(WHAT TO PRODUCE) Print only the closing part of the entries. It starts at the line containing "the player's chin" and includes the final line, exactly as written.

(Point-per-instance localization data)
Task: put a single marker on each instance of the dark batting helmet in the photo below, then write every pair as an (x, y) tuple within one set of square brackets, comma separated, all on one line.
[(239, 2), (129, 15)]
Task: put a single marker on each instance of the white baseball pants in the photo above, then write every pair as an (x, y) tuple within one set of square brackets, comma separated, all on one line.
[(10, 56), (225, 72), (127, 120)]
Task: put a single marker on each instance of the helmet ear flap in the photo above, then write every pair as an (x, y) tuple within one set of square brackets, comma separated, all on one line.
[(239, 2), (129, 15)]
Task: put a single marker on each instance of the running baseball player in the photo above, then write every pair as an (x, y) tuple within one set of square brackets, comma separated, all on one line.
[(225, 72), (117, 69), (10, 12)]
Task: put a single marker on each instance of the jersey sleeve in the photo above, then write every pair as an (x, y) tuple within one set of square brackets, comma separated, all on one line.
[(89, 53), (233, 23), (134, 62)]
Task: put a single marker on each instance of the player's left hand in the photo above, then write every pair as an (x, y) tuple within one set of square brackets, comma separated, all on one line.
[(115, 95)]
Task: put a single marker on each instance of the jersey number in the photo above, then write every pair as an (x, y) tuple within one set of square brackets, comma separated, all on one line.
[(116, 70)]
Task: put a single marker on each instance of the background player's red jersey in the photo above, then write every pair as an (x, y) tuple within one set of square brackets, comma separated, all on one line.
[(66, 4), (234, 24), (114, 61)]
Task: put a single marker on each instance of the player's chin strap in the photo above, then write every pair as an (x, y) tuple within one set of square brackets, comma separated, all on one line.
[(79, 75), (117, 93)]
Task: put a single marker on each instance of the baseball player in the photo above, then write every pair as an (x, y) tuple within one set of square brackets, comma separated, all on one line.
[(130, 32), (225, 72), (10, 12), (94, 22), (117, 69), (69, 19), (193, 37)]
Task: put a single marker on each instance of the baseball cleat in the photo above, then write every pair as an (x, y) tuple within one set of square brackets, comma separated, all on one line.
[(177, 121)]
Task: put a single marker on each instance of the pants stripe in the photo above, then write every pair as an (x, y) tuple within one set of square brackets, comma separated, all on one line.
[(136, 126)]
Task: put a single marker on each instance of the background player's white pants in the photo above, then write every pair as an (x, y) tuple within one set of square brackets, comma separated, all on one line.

(EXERCISE OUTPUT)
Task: put a single marker on each instance of the player's chin strap in the photo above, then write every pair as an (x, y) tuple within one set of square brackets, comma separated, all on one line.
[(79, 75), (117, 93)]
Task: put a single marker on each instance of the baseball player in the photo above, then write every pair as an (x, y) tuple within one set of square brackets, comma separated, all on one line.
[(130, 32), (225, 72), (10, 12), (94, 22), (117, 69), (69, 19), (193, 37)]
Task: put a single marker on each instance of the baseball cleat in the photo above, then write every pair as an (x, y) tuple within one set of square brackets, comma separated, all on one line.
[(177, 121)]
Task: put a single marker on each instance of the pants stripe in the photo above, then write every pair as an (x, y) tuple within one set of square brackets, comma separated, all on one line.
[(136, 126)]
Task: put a single marker on each instance of the background player's white pants in the photo above, then write every pair as an (x, y) tuple within one set of square brackets, comma separated, all on one line.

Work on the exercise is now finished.